▸ **Exercise prompt**:
Reproduce the lines of the records verbatim, starting at the line that contains "of the white" and ending at the line that contains "Query: white shorts", including both of those lines.

▸ **Given information**:
## begin

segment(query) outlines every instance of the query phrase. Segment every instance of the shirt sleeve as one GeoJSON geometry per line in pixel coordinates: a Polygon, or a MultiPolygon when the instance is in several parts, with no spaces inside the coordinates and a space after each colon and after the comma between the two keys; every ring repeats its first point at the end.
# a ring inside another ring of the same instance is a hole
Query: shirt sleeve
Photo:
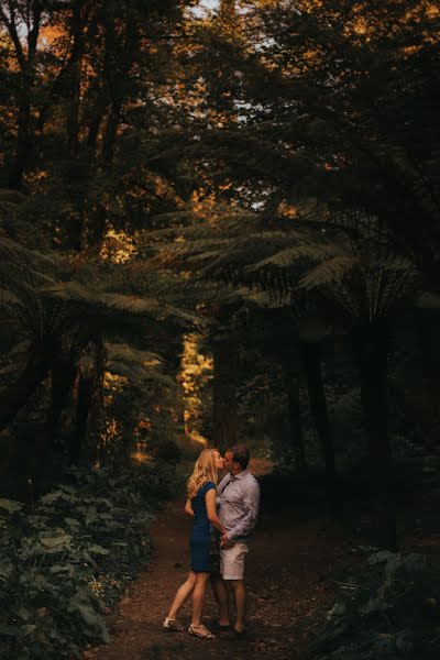
{"type": "Polygon", "coordinates": [[[260,507],[260,486],[255,481],[249,485],[243,493],[243,517],[235,527],[228,531],[228,538],[234,541],[239,537],[245,537],[251,534],[256,525],[260,507]]]}

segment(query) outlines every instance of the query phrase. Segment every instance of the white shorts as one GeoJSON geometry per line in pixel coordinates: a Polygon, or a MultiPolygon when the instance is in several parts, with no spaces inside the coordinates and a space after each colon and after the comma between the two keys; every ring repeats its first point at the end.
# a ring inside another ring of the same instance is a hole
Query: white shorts
{"type": "Polygon", "coordinates": [[[235,543],[232,548],[221,548],[220,573],[223,580],[243,580],[244,558],[248,552],[246,543],[235,543]]]}

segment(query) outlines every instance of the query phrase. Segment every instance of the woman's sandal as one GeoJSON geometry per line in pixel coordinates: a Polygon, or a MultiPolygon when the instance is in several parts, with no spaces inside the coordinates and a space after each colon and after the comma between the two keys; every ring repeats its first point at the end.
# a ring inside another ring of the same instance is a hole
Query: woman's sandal
{"type": "Polygon", "coordinates": [[[191,624],[188,628],[188,632],[189,635],[201,637],[202,639],[216,639],[216,636],[212,635],[204,624],[200,624],[200,626],[193,626],[191,624]]]}
{"type": "Polygon", "coordinates": [[[168,619],[164,620],[164,628],[167,630],[174,630],[174,632],[183,632],[185,630],[185,626],[178,623],[177,619],[168,619]]]}

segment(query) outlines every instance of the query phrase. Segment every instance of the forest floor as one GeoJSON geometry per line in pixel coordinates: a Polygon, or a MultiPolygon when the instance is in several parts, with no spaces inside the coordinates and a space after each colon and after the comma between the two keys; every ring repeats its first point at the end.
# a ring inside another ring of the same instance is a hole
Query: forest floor
{"type": "MultiPolygon", "coordinates": [[[[264,464],[254,462],[254,473],[264,464]]],[[[88,660],[220,660],[273,658],[305,660],[316,627],[337,600],[336,575],[362,562],[353,552],[355,541],[346,525],[336,525],[318,507],[287,514],[264,512],[260,517],[246,558],[248,635],[240,641],[194,638],[162,627],[189,562],[191,520],[184,515],[184,499],[169,503],[153,529],[155,557],[134,581],[117,610],[108,617],[111,642],[89,648],[88,660]]],[[[208,590],[204,619],[216,617],[208,590]]],[[[190,602],[182,613],[190,622],[190,602]]]]}

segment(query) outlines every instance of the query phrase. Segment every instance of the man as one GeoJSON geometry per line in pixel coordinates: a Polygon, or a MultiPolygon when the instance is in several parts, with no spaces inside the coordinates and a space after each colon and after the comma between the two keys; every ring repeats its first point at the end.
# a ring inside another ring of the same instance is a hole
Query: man
{"type": "Polygon", "coordinates": [[[220,539],[221,576],[212,578],[212,590],[219,605],[218,627],[223,639],[239,639],[244,632],[244,559],[248,554],[248,538],[255,527],[260,506],[260,486],[248,470],[249,459],[245,447],[229,449],[223,462],[228,474],[218,486],[219,518],[227,534],[220,539]],[[227,584],[231,587],[235,604],[237,618],[232,627],[229,620],[227,584]]]}

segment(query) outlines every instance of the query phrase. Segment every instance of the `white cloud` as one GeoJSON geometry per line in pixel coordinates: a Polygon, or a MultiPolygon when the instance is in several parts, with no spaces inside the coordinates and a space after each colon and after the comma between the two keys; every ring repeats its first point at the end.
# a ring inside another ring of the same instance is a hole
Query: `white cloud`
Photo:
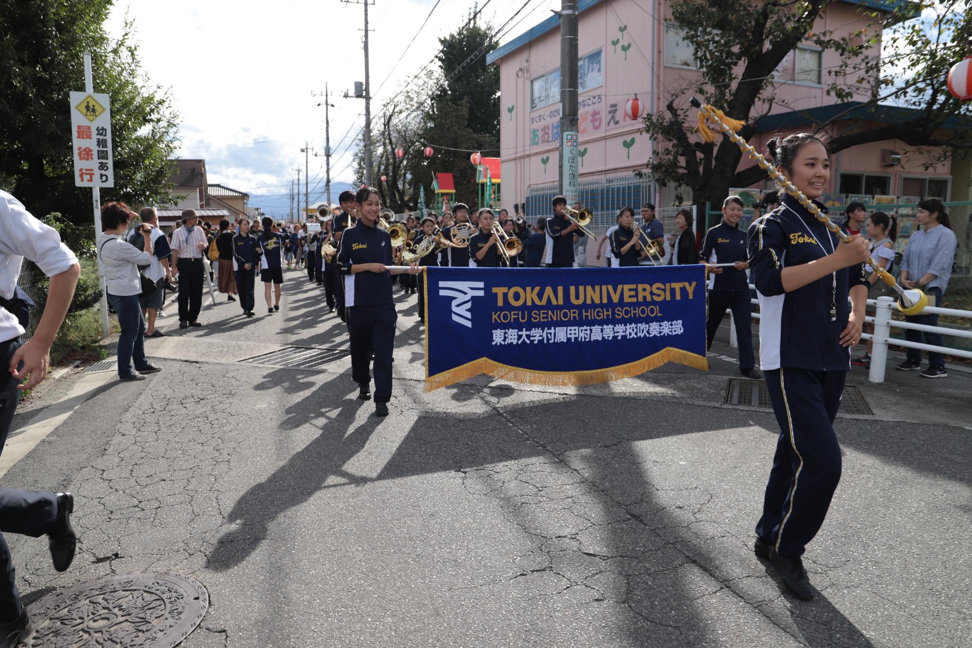
{"type": "MultiPolygon", "coordinates": [[[[483,17],[495,24],[504,22],[523,4],[492,2],[498,7],[491,5],[483,17]]],[[[375,90],[398,62],[371,102],[373,112],[399,83],[432,58],[439,47],[438,37],[465,23],[472,2],[441,0],[402,58],[434,4],[434,0],[377,0],[368,7],[375,90]]],[[[545,18],[547,6],[545,0],[534,0],[516,20],[533,14],[507,40],[545,18]]],[[[126,14],[135,20],[143,69],[154,83],[171,89],[181,115],[178,155],[204,158],[211,182],[249,192],[254,205],[272,204],[273,209],[286,211],[288,187],[296,175],[294,169],[304,166],[300,148],[305,139],[324,153],[324,108],[317,106],[322,99],[311,92],[323,91],[325,83],[334,105],[331,184],[352,179],[353,147],[345,149],[364,124],[364,105],[342,94],[353,93],[354,82],[364,77],[362,5],[339,0],[132,0],[112,10],[107,25],[111,35],[121,34],[126,14]],[[338,148],[345,133],[349,134],[338,148]],[[261,195],[267,198],[258,198],[261,195]]],[[[324,175],[324,158],[311,157],[309,166],[313,187],[324,175]]],[[[318,193],[323,189],[321,182],[318,193]]],[[[312,193],[312,202],[314,198],[312,193]]]]}

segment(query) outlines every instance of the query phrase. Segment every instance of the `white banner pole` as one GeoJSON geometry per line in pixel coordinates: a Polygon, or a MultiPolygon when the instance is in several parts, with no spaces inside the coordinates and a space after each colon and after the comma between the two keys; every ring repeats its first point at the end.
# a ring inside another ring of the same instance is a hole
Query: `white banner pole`
{"type": "MultiPolygon", "coordinates": [[[[91,53],[85,53],[85,91],[93,92],[94,83],[91,78],[91,53]]],[[[94,206],[94,237],[101,233],[101,188],[91,188],[91,202],[94,206]]],[[[108,293],[105,291],[105,269],[98,257],[98,287],[101,288],[101,335],[108,337],[108,293]]]]}

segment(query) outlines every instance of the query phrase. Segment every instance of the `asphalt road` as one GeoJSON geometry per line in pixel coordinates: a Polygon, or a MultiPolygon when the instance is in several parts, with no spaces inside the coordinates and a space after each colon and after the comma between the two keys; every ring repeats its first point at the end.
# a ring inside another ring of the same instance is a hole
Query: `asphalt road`
{"type": "Polygon", "coordinates": [[[861,384],[878,414],[837,421],[844,474],[806,603],[751,552],[778,429],[722,404],[737,366],[425,393],[415,298],[397,299],[385,419],[356,399],[347,358],[239,362],[347,347],[301,273],[279,314],[221,302],[202,329],[162,320],[161,373],[98,387],[3,477],[77,497],[70,571],[43,539],[9,536],[26,600],[190,574],[212,600],[190,647],[972,645],[969,378],[861,384]]]}

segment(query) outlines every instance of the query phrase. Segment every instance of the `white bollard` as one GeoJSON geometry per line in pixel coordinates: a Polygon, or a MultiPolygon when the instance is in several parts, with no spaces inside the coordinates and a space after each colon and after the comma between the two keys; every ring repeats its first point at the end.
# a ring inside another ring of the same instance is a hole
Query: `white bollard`
{"type": "Polygon", "coordinates": [[[878,298],[878,312],[874,316],[874,339],[871,341],[871,373],[868,379],[871,382],[884,382],[885,370],[887,365],[887,340],[891,337],[891,305],[890,297],[878,298]]]}

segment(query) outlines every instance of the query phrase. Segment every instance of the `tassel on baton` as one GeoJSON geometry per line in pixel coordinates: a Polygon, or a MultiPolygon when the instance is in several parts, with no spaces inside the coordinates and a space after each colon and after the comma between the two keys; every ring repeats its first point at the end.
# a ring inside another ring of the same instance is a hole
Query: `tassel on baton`
{"type": "MultiPolygon", "coordinates": [[[[717,110],[713,106],[709,104],[703,104],[697,97],[692,97],[690,103],[693,107],[699,109],[699,126],[695,127],[693,132],[698,132],[702,139],[707,142],[715,141],[715,134],[717,131],[724,132],[729,136],[743,153],[749,157],[749,160],[753,161],[759,167],[766,171],[766,173],[776,180],[783,191],[795,198],[800,204],[807,208],[807,210],[814,215],[816,220],[823,223],[828,230],[837,234],[837,236],[848,243],[850,241],[850,235],[841,230],[833,221],[827,218],[824,214],[814,204],[813,200],[808,198],[803,192],[796,188],[796,186],[786,179],[786,177],[778,171],[773,164],[766,160],[756,149],[746,142],[745,139],[739,136],[738,130],[743,127],[744,123],[739,120],[733,120],[725,116],[721,110],[717,110]],[[717,130],[713,131],[709,127],[709,124],[712,123],[717,126],[717,130]]],[[[881,268],[877,261],[873,258],[871,259],[871,267],[874,271],[877,272],[878,278],[887,284],[894,292],[898,294],[898,307],[906,315],[917,315],[918,313],[924,310],[924,307],[928,306],[928,296],[922,291],[918,289],[905,290],[898,285],[897,281],[894,280],[894,276],[890,272],[885,271],[881,268]]]]}

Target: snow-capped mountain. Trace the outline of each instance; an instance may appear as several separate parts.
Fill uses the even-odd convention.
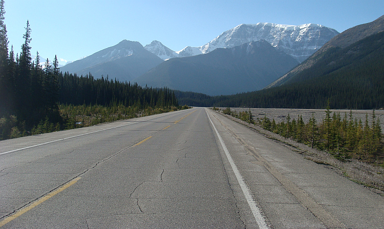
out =
[[[146,50],[139,42],[123,40],[116,45],[68,64],[60,68],[60,70],[78,75],[91,73],[95,78],[108,75],[110,78],[130,81],[163,61]]]
[[[153,41],[150,44],[144,46],[144,48],[164,60],[172,58],[179,57],[180,56],[176,52],[171,50],[157,40]]]
[[[135,80],[142,86],[229,95],[262,89],[297,64],[292,56],[262,40],[172,58]]]
[[[178,57],[195,56],[208,53],[219,48],[232,48],[264,39],[302,62],[338,33],[334,29],[312,24],[300,26],[273,23],[241,24],[223,32],[202,46],[188,46],[175,53]],[[159,56],[157,53],[153,53]]]

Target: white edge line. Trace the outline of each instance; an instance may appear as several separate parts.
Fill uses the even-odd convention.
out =
[[[0,153],[0,155],[3,155],[3,154],[9,154],[10,153],[13,153],[14,152],[19,151],[20,150],[27,150],[27,149],[30,149],[30,148],[33,148],[33,147],[38,147],[38,146],[40,146],[40,145],[44,145],[44,144],[49,144],[50,143],[55,142],[56,141],[62,141],[63,140],[69,139],[70,138],[75,138],[75,137],[79,137],[80,136],[87,135],[87,134],[93,134],[94,133],[99,132],[100,131],[106,131],[106,130],[111,130],[111,129],[112,129],[118,128],[119,127],[125,127],[126,126],[131,125],[132,124],[140,122],[142,122],[142,121],[148,121],[148,120],[154,119],[158,118],[158,117],[155,117],[154,118],[149,118],[148,119],[143,120],[142,121],[132,121],[132,122],[131,122],[131,123],[128,123],[128,124],[125,124],[124,125],[119,126],[118,127],[111,127],[111,128],[110,128],[104,129],[103,129],[103,130],[99,130],[98,131],[93,131],[93,132],[89,132],[89,133],[86,133],[85,134],[79,134],[78,135],[76,135],[76,136],[72,136],[66,137],[66,138],[61,138],[61,139],[57,139],[57,140],[53,140],[53,141],[48,141],[47,142],[41,143],[40,144],[35,144],[35,145],[31,145],[31,146],[27,147],[24,147],[24,148],[20,148],[20,149],[17,149],[16,150],[11,150],[10,151],[5,152],[4,153]]]
[[[230,164],[231,167],[232,167],[232,170],[233,170],[233,173],[234,173],[234,175],[236,176],[236,178],[238,180],[239,184],[240,185],[241,190],[243,191],[243,193],[244,195],[245,199],[247,200],[247,202],[248,202],[248,204],[251,209],[252,213],[253,214],[254,219],[256,220],[256,222],[258,223],[259,227],[260,229],[269,228],[268,226],[267,225],[267,223],[265,221],[264,217],[261,214],[260,209],[256,204],[256,203],[253,200],[253,198],[252,198],[252,195],[249,192],[249,189],[248,188],[247,184],[243,179],[243,176],[239,171],[237,166],[236,166],[236,164],[234,163],[233,159],[232,158],[230,154],[229,154],[229,151],[228,151],[227,147],[225,146],[225,143],[223,140],[223,138],[221,138],[221,136],[219,133],[219,132],[216,129],[216,127],[214,124],[214,122],[212,121],[210,117],[209,117],[208,112],[206,110],[205,110],[205,112],[207,113],[207,116],[208,116],[208,118],[209,119],[209,121],[210,121],[211,124],[212,124],[212,126],[214,127],[215,131],[216,132],[216,135],[219,138],[220,143],[221,143],[221,146],[223,147],[223,149],[225,152],[225,155],[227,156],[227,158],[228,158],[228,160],[229,161],[229,164]]]

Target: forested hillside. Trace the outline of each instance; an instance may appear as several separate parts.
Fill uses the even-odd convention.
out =
[[[196,104],[224,107],[378,109],[384,107],[384,32],[345,48],[332,48],[289,83],[237,95],[204,97]],[[188,97],[179,94],[181,101]],[[189,105],[194,106],[194,100]]]
[[[143,88],[108,76],[95,79],[90,74],[85,76],[63,74],[56,56],[52,62],[47,59],[41,66],[38,52],[35,62],[32,61],[29,22],[21,52],[15,55],[13,47],[8,50],[4,5],[1,0],[0,140],[73,128],[75,119],[72,114],[90,116],[88,124],[94,124],[150,114],[149,108],[165,111],[178,106],[174,93],[166,88]],[[74,106],[80,105],[82,107],[77,108],[77,113],[73,113]],[[100,109],[100,106],[106,108]],[[100,117],[91,110],[102,110],[109,117]]]

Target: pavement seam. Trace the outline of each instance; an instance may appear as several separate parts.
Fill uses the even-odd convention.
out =
[[[280,173],[273,165],[267,161],[262,155],[254,150],[254,149],[247,144],[245,141],[233,132],[230,129],[223,123],[217,117],[215,116],[218,121],[221,123],[231,135],[240,144],[243,145],[246,150],[249,151],[253,154],[253,157],[259,162],[260,165],[265,168],[283,186],[288,192],[292,194],[298,201],[303,207],[312,213],[321,222],[324,223],[328,228],[347,228],[347,227],[339,221],[337,219],[333,217],[321,205],[317,203],[313,199],[305,192],[304,190],[296,185],[292,181],[286,178],[283,174]],[[252,149],[253,148],[253,149]],[[252,162],[252,163],[254,163]]]

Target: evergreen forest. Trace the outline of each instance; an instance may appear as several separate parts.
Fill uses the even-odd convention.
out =
[[[4,0],[0,7],[0,140],[178,109],[167,88],[63,73],[56,56],[42,66],[38,52],[32,61],[28,21],[21,52],[15,54],[8,48]]]
[[[182,104],[204,107],[325,109],[329,99],[335,109],[384,108],[384,32],[321,55],[280,86],[232,95],[177,96]]]
[[[316,120],[312,114],[307,123],[302,116],[295,118],[289,114],[284,121],[278,123],[266,116],[254,120],[250,110],[237,112],[227,108],[223,113],[312,148],[326,151],[339,159],[354,158],[384,166],[383,135],[374,111],[371,117],[367,114],[361,120],[354,119],[352,112],[345,115],[332,112],[328,104],[322,120]]]

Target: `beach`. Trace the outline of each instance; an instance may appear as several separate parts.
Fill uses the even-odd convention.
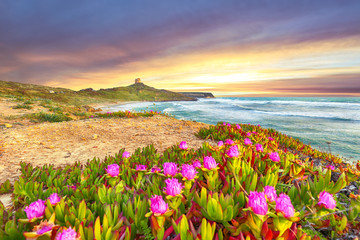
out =
[[[20,162],[63,167],[76,161],[114,156],[125,148],[134,152],[153,144],[158,151],[186,141],[197,149],[204,140],[194,134],[208,124],[165,116],[87,119],[3,128],[0,139],[0,183],[14,182]]]

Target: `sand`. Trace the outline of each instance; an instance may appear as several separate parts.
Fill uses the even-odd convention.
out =
[[[199,148],[204,140],[194,134],[207,124],[164,116],[149,118],[86,119],[41,123],[0,130],[0,183],[14,182],[20,162],[34,166],[65,166],[76,161],[114,155],[125,148],[133,152],[153,144],[158,151],[186,141]]]

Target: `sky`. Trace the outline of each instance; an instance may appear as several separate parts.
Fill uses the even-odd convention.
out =
[[[359,96],[360,1],[0,0],[0,80]]]

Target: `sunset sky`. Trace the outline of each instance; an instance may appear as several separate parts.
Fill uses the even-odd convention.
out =
[[[360,1],[0,1],[0,80],[360,96]]]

## end

▸ **Solution for this problem**:
segment(query) outlines every instance of the query phrase. Segment every instance of the white shorts as one GeoJSON geometry per line in pixel coordinates: a Polygon, or a MultiPolygon when the instance is in several parts, with no spaces inside the coordinates and a space after each colon and after the comma between the two keys; every ring repeats its first point at the end.
# a ring inside another ring of the same instance is a hole
Query: white shorts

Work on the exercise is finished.